Pull out every line of the material below that contains the word "mantel", matching case exactly, and list those lines.

#### EXERCISE MATERIALS ####

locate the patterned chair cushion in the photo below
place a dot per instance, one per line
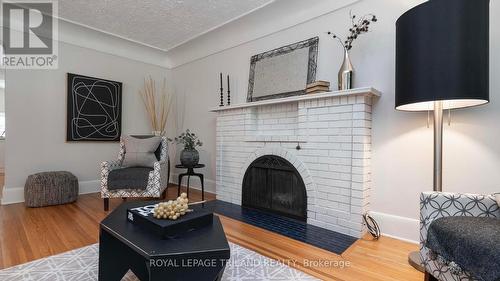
(129, 178)
(472, 243)
(140, 152)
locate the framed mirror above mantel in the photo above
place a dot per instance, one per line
(283, 72)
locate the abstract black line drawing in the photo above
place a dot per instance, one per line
(94, 109)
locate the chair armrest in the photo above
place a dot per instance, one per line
(434, 205)
(161, 170)
(110, 165)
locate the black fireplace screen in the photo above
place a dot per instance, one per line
(272, 184)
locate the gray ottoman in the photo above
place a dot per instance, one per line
(50, 188)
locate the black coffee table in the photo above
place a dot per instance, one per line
(190, 172)
(200, 254)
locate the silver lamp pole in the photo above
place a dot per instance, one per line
(438, 146)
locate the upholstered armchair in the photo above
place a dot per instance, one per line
(157, 177)
(435, 205)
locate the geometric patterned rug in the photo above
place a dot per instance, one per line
(82, 265)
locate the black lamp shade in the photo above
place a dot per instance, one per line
(442, 54)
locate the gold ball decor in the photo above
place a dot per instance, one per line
(172, 209)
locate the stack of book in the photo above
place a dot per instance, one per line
(318, 87)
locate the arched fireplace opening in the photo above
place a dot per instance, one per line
(272, 184)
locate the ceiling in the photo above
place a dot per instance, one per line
(162, 24)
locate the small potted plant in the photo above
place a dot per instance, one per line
(359, 26)
(189, 155)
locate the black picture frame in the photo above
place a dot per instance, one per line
(94, 109)
(311, 43)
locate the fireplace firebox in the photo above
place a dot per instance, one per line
(272, 184)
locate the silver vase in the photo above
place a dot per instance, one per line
(346, 73)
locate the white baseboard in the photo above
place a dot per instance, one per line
(402, 228)
(194, 182)
(16, 194)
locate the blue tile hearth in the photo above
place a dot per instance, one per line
(295, 229)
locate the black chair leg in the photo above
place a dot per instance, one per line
(106, 204)
(164, 194)
(202, 187)
(429, 277)
(179, 185)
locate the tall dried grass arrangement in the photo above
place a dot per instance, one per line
(157, 108)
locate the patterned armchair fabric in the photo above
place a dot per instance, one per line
(434, 205)
(157, 182)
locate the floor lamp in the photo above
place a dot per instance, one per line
(442, 62)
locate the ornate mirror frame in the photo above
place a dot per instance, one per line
(311, 43)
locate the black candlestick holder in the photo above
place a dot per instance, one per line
(221, 97)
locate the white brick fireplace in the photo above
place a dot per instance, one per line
(333, 131)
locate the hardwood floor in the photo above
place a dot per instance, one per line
(27, 234)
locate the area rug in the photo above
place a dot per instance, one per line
(82, 265)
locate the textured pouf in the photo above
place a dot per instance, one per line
(50, 188)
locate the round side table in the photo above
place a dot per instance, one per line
(190, 172)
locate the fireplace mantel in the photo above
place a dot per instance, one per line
(369, 91)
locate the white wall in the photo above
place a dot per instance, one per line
(402, 145)
(36, 116)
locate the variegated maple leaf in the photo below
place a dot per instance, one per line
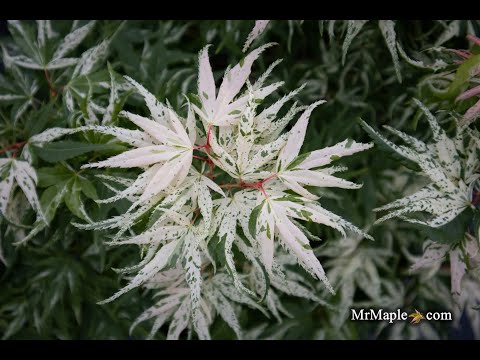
(38, 51)
(467, 252)
(195, 223)
(450, 163)
(13, 173)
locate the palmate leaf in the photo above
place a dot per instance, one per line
(448, 194)
(220, 178)
(37, 55)
(22, 174)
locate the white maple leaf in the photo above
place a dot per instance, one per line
(164, 146)
(448, 163)
(19, 173)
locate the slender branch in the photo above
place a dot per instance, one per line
(53, 91)
(15, 147)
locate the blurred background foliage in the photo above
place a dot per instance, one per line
(50, 285)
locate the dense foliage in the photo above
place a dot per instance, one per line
(162, 176)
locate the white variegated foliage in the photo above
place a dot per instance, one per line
(40, 56)
(13, 173)
(451, 164)
(467, 252)
(189, 213)
(353, 264)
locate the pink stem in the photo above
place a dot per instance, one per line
(469, 93)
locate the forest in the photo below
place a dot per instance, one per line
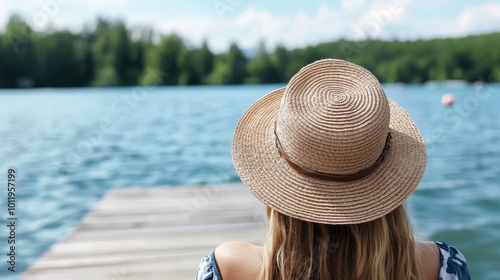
(110, 54)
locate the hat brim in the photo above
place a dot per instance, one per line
(276, 184)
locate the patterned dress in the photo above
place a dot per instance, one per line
(452, 265)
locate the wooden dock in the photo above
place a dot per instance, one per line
(152, 233)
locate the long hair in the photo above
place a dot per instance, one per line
(381, 249)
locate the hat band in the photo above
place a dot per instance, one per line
(329, 176)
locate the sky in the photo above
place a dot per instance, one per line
(290, 23)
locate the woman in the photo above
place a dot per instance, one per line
(333, 159)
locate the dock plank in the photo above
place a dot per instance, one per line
(152, 233)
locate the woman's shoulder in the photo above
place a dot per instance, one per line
(231, 260)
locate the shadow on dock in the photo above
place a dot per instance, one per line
(152, 233)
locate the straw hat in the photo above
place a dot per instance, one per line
(330, 147)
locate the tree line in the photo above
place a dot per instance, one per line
(112, 55)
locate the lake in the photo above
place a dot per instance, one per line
(69, 146)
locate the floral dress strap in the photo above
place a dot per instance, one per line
(452, 263)
(208, 269)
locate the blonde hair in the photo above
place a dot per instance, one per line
(380, 249)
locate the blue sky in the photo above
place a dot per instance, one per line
(292, 23)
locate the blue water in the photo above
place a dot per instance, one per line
(70, 146)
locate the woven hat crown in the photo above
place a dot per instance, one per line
(333, 118)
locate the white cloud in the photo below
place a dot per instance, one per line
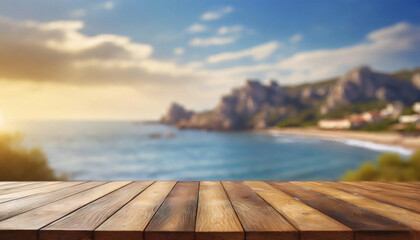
(196, 28)
(383, 49)
(296, 38)
(259, 52)
(230, 29)
(179, 51)
(108, 5)
(203, 42)
(59, 53)
(78, 13)
(208, 16)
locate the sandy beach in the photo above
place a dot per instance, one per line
(387, 138)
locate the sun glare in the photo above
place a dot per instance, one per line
(2, 120)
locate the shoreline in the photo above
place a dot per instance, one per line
(385, 138)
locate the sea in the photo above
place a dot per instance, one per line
(124, 150)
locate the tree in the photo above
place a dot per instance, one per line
(389, 167)
(19, 163)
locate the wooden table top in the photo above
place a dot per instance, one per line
(166, 210)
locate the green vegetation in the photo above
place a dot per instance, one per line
(380, 126)
(411, 128)
(347, 110)
(306, 118)
(408, 111)
(19, 163)
(405, 75)
(389, 167)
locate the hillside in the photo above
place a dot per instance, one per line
(256, 105)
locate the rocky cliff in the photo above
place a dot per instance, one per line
(362, 85)
(176, 113)
(255, 105)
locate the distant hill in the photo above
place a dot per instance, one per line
(255, 105)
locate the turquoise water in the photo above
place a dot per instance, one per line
(140, 151)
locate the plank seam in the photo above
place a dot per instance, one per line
(92, 237)
(38, 231)
(376, 199)
(147, 225)
(196, 210)
(55, 199)
(236, 214)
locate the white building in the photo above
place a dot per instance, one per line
(415, 118)
(372, 116)
(334, 124)
(392, 110)
(416, 107)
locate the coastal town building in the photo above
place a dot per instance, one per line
(372, 116)
(407, 119)
(416, 107)
(413, 118)
(392, 110)
(334, 124)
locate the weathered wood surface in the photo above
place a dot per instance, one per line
(228, 210)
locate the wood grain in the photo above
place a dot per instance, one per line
(401, 215)
(37, 190)
(81, 223)
(311, 223)
(259, 220)
(175, 218)
(216, 219)
(387, 191)
(18, 206)
(130, 221)
(365, 224)
(25, 226)
(6, 185)
(414, 185)
(397, 201)
(24, 187)
(407, 191)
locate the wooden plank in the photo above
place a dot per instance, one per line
(38, 190)
(81, 223)
(409, 218)
(394, 187)
(401, 202)
(365, 224)
(398, 191)
(216, 218)
(2, 183)
(415, 185)
(175, 218)
(259, 220)
(311, 223)
(25, 226)
(24, 187)
(7, 185)
(18, 206)
(130, 221)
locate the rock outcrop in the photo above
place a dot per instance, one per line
(362, 84)
(255, 105)
(176, 113)
(416, 80)
(250, 106)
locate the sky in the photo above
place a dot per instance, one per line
(128, 60)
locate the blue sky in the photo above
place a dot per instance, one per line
(162, 23)
(192, 51)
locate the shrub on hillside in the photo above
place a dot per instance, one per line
(19, 163)
(389, 167)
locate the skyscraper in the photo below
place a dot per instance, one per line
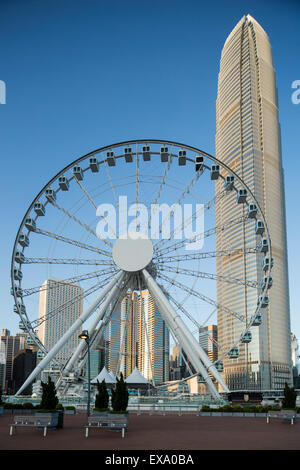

####

- _RESULT FOR THIS EXERCISE_:
locate the framed mirror above mantel in the photo above
locate the fireplace mantel in the photo above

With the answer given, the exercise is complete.